- [Exercise]: Update the rows below by replacing each "banner" with "sign" and keeping everything else unchanged. Leave the pictures out.

- [Data supplied]:
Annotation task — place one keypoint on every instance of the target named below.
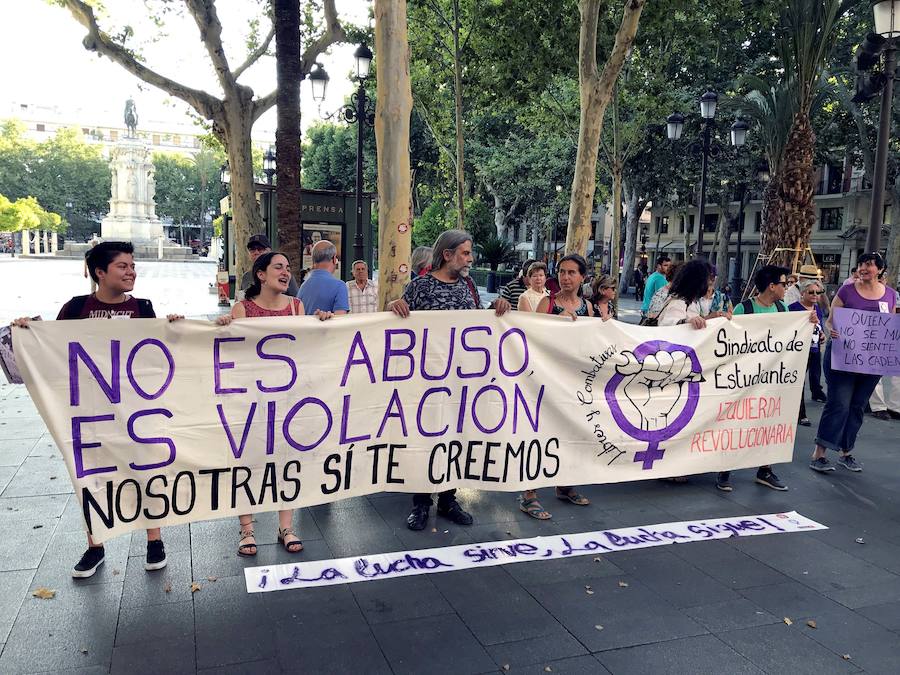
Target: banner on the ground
(163, 423)
(867, 342)
(467, 556)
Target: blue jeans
(842, 416)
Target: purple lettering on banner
(467, 347)
(475, 418)
(129, 368)
(219, 366)
(353, 360)
(79, 446)
(429, 392)
(424, 354)
(345, 417)
(112, 389)
(276, 357)
(394, 402)
(286, 427)
(236, 450)
(519, 397)
(501, 364)
(390, 352)
(162, 440)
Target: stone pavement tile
(398, 599)
(40, 476)
(145, 589)
(723, 562)
(876, 549)
(13, 451)
(887, 615)
(790, 599)
(434, 645)
(78, 618)
(673, 579)
(22, 427)
(230, 624)
(172, 657)
(494, 606)
(42, 508)
(782, 648)
(143, 626)
(871, 647)
(579, 665)
(700, 654)
(558, 645)
(24, 543)
(13, 587)
(65, 549)
(267, 666)
(812, 562)
(630, 615)
(176, 538)
(328, 648)
(730, 615)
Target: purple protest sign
(867, 342)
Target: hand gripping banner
(162, 423)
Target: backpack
(76, 304)
(748, 306)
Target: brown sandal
(289, 546)
(244, 549)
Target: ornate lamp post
(706, 147)
(358, 112)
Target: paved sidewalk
(716, 607)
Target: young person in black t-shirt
(111, 266)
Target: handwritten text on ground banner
(867, 342)
(466, 556)
(165, 423)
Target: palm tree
(810, 32)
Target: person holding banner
(111, 266)
(265, 298)
(848, 391)
(810, 290)
(445, 287)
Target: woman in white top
(688, 287)
(535, 278)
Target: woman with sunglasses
(848, 392)
(810, 290)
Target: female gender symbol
(654, 437)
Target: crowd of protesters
(680, 293)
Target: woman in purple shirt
(848, 392)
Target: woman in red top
(265, 298)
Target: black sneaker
(418, 518)
(768, 478)
(455, 512)
(90, 561)
(849, 463)
(723, 481)
(156, 555)
(822, 465)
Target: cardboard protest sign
(868, 342)
(162, 423)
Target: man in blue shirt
(322, 290)
(655, 281)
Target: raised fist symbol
(655, 386)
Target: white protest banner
(868, 342)
(163, 423)
(467, 556)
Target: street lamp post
(887, 25)
(706, 147)
(357, 112)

- [Solution to this task]:
Annotation task — place one keypoint on every instance of the target named below.
Target: sign on the ground
(163, 423)
(867, 342)
(467, 556)
Target: blue jeans
(842, 416)
Target: purple lettering on sign
(467, 347)
(475, 418)
(129, 368)
(219, 366)
(353, 360)
(79, 446)
(429, 392)
(424, 354)
(345, 417)
(112, 389)
(276, 357)
(394, 402)
(286, 427)
(236, 450)
(519, 397)
(501, 364)
(390, 352)
(162, 440)
Target: stone pavement tile
(398, 599)
(40, 476)
(145, 589)
(723, 562)
(876, 549)
(13, 451)
(887, 615)
(790, 599)
(434, 645)
(78, 618)
(673, 579)
(22, 427)
(230, 624)
(172, 657)
(494, 606)
(42, 508)
(782, 648)
(143, 626)
(871, 647)
(579, 665)
(700, 654)
(558, 645)
(24, 543)
(13, 587)
(65, 549)
(267, 666)
(812, 562)
(630, 615)
(176, 538)
(328, 648)
(730, 615)
Target: purple protest sign
(867, 342)
Target: hand gripping sign
(162, 423)
Target: backpack
(76, 304)
(748, 306)
Target: brown sandal
(289, 546)
(244, 549)
Target: ornate lamp post
(706, 147)
(358, 112)
Target: paved sidewalk
(716, 607)
Target: young person in black t-shirt
(111, 266)
Target: handwritten text on ground sign
(867, 342)
(466, 556)
(165, 423)
Target: palm tree
(810, 32)
Target: person holding sign
(111, 266)
(265, 298)
(848, 391)
(810, 290)
(445, 287)
Target: woman in white top
(688, 287)
(535, 278)
Target: woman with sunglasses
(848, 392)
(810, 290)
Target: female gender symbol
(654, 437)
Target: crowd of protesters
(680, 293)
Target: woman in purple shirt
(848, 392)
Target: woman in red top
(265, 298)
Target: black sneaker
(418, 518)
(768, 478)
(455, 512)
(90, 561)
(849, 463)
(723, 481)
(156, 555)
(822, 465)
Target: cardboard protest sign
(868, 342)
(162, 423)
Target: man in blue shirt
(322, 290)
(655, 281)
Target: raised fist symbol
(655, 386)
Target: white protest sign
(868, 342)
(163, 423)
(467, 556)
Target: street lamp post
(887, 25)
(706, 147)
(357, 112)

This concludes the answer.